### Consigne
Poursuivez le texte sur la promenade dans Beyrouth jusqu'au Holiday Inn, en reprenant après sa dernière phrase.

### Texte à lire
# # # #

J’ai cru voir des Fiat 124 Spider en file à l’entrée du lobby

Au pied du mythique Holiday Inn beyrouthin, mais sans y accéder, rêve(s) éveillé(s) d'un garçon nostalgique d'une période qu'il n'a jamais connue...

Photo G.K.

Baigné par la lumière de cette fin d'hiver qui file se perdre dans les ruelles de la ville, Beyrouth semble trempée dans l'or. J'en ai profité l'autre jour pour sortir me balader à Clemenceau. Partout ici, les branches de jasmin émergeaient de la moquette violette et veloutée que les jacarandas voisins avaient étalée à leurs pieds. Ces fleurs mauves, avant de tomber en pâmoison sur l'asphalte chauffée de frais, avaient dû escalader avec peine les balcons où les gardénias, aussi, ont déjà fleuri dans leurs tinettes de Tatra, Nido ou de samné. Leur parfum rond et charnu dégringole des fenêtres qui s'autorisent enfin à respirer. Dans ce quartier qui lie la ville à l'eau, l'air farci de pollen promène aussi sur son sillage des effluves d'iode, haleine de la mer qui nous plonge dès lors dans une promesse d'été.

Une bonne heure de marche plus tard, je me retrouve sous le Holiday Inn. Au cœur d'une ville qui change de peau à la fréquence des tronçonneuses névrosées, cette bâtisse demeure l'une des seules constantes visuelles de notre capitale. Présence magnétique végétant dans un passé composite et décomposé, l'ex-hôtel est à présent cerné d'un lourd barbelé rouillé qui semble l'ancrer au tas de cotillons écrabouillés d'une fête aux feux mal éteints.

# # # #

### Données
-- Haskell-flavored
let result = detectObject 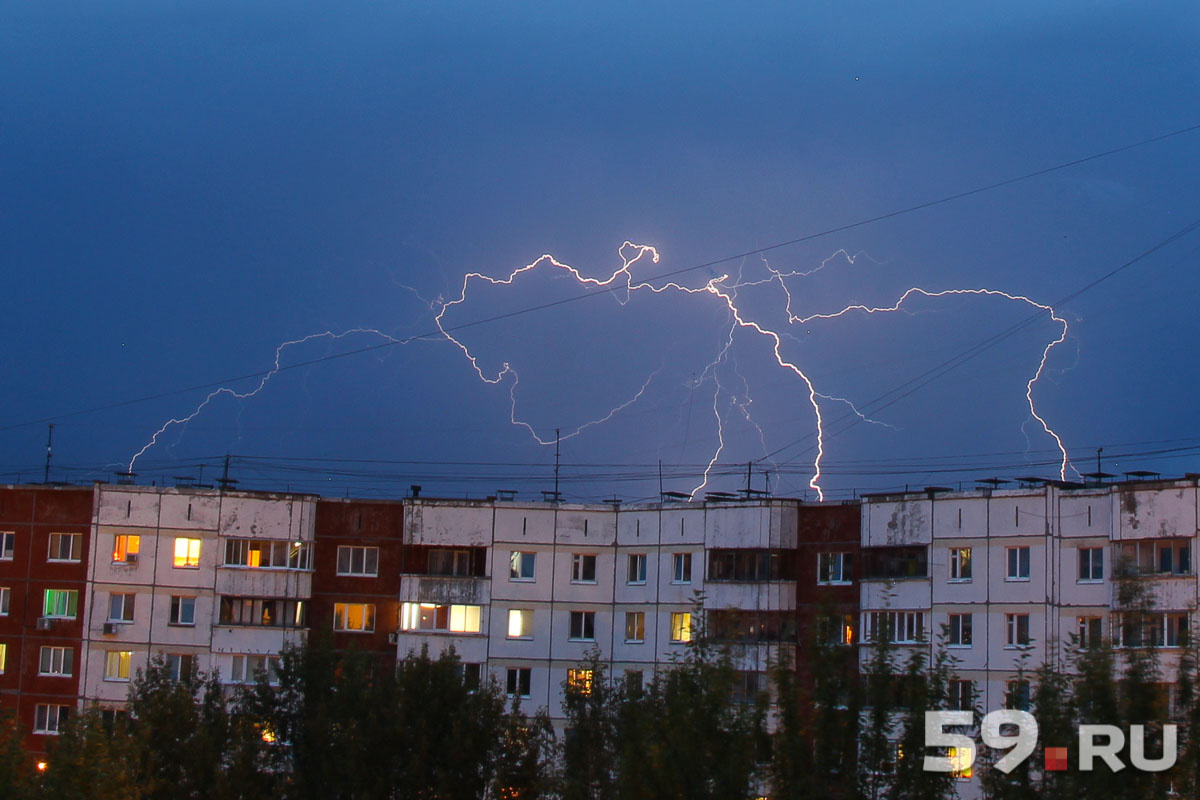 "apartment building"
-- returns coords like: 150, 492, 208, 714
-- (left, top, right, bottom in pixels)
0, 486, 92, 756
859, 476, 1200, 796
79, 485, 316, 705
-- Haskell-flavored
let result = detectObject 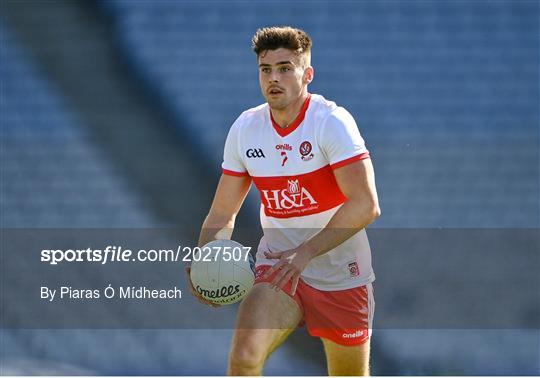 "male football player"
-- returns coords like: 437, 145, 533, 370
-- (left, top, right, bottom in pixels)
188, 27, 380, 375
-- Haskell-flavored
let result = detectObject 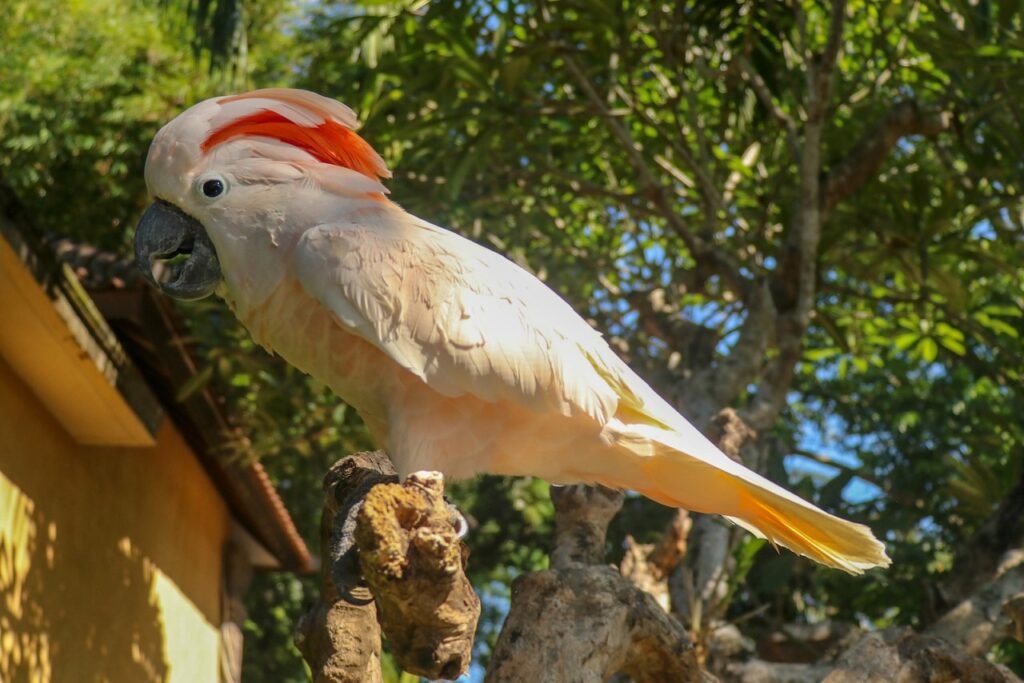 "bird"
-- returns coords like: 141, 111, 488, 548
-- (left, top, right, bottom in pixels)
134, 88, 890, 574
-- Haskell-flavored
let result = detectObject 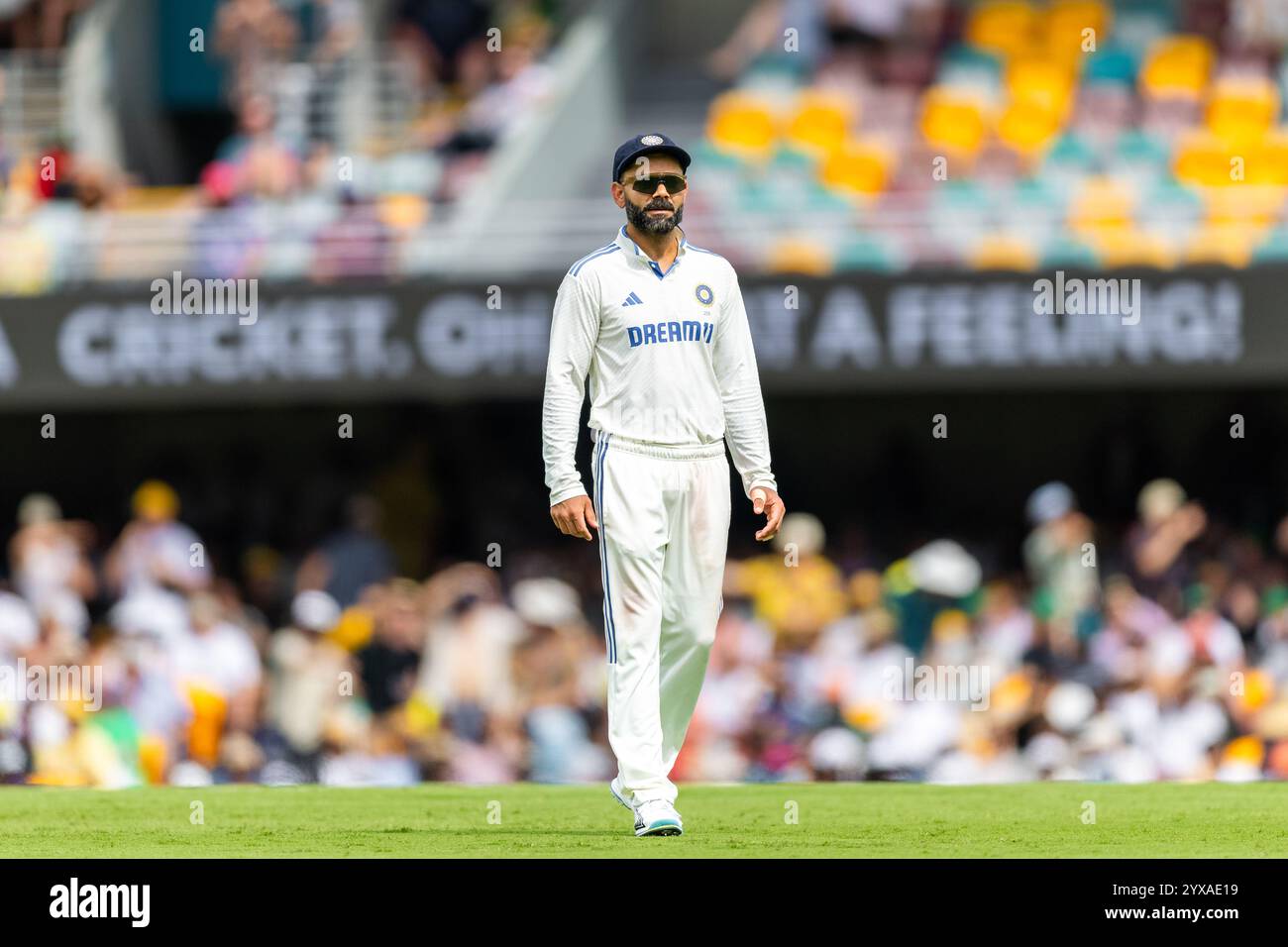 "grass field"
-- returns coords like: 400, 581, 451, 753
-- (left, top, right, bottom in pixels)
0, 784, 1288, 858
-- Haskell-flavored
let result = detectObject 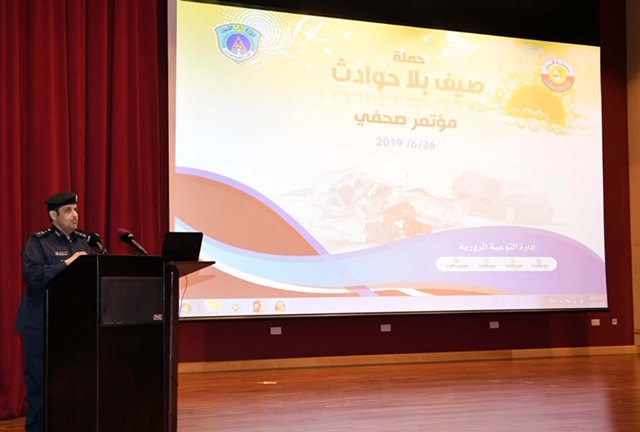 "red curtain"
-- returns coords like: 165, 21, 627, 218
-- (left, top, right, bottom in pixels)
0, 0, 168, 419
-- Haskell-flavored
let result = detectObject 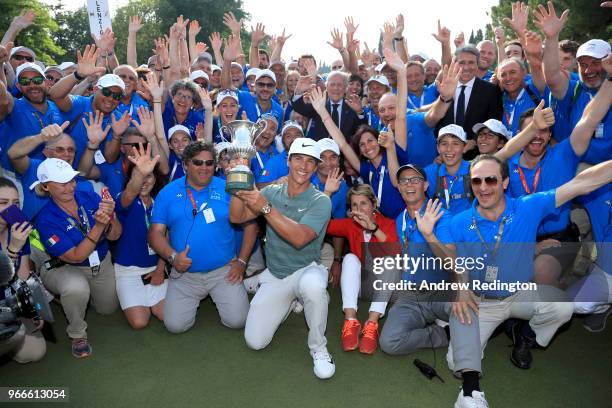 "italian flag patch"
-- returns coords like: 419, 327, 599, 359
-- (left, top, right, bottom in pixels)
47, 234, 59, 246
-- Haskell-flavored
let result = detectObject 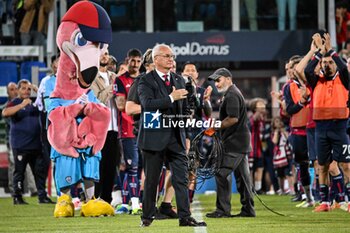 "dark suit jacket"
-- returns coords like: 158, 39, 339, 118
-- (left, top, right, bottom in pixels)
138, 71, 190, 151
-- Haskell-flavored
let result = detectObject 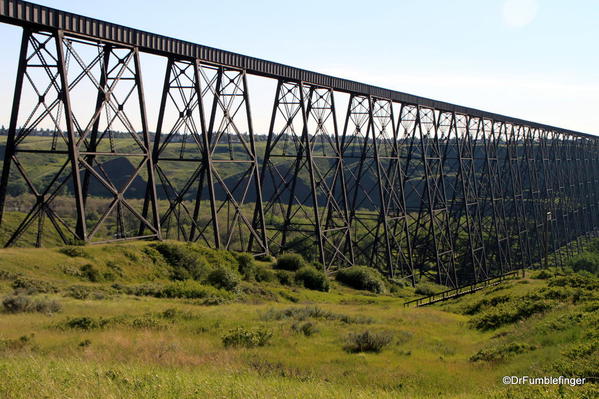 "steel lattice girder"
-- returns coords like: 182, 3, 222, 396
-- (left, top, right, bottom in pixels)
261, 81, 353, 269
0, 30, 160, 246
0, 0, 599, 286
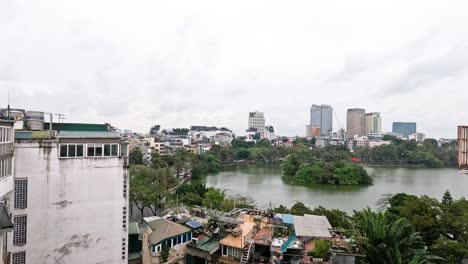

# # # #

### Réponse
Quelque chose de paniquant
Et si cette tour réussit encore à s'écarter de la masse de ses semblables de par son architecture déglinguée (conçue par un assistant du Corbusier) en kapla quadrillé bleu et blanc, si elle ose refléter ce qui subsiste de sa gloire d'antan dans les parois étincelantes des immeubles miroirs qui l'entourent, toujours est-il que le temps et la guerre ont eu raison d'elle. Au bas de ce monolithe poignardé de partout, sans m'en rendre compte, je redresse le dos, hisse les yeux au ciel et serre les poings rangés dans mes poches; une posture que préconisait mon école lorsqu'on rendait hommage à l'un de nos martyrs. Au rez-de-chaussée, un soldat fait ronfler son ennui sur une chaise en plastique. Un autre époussette une mitraillette sans cartouches, sa lassitude fait les cent pas. Ils n'ont pas l'air inquiets, ni alertes. Après tout, qui d'autre que les maigres fantômes de combattants encagoulés pourrait encore convoiter le squelette d'un Holiday bien plus out que Inn ? C'est qu'il y a quelque chose de paniquant dans ce bâtiment. La tristesse insondable d'un blessé de guerre qui n'émeut plus grand monde. La chair décharnée d'un cadavre qui n'aimante plus aucun vautour. La beauté d'une femme tuée par des rides exténuées d'avoir croché dans le désastre. À quoi ressemblait-elle avant, quand elle savait encore sourire? Lorsqu'elle se laissait toujours désirer? D'ailleurs, c'était comment « avant » ? Et surtout, comment peut-on être nostalgique, presque obsédé par une période que l'on n'a jamais connue ?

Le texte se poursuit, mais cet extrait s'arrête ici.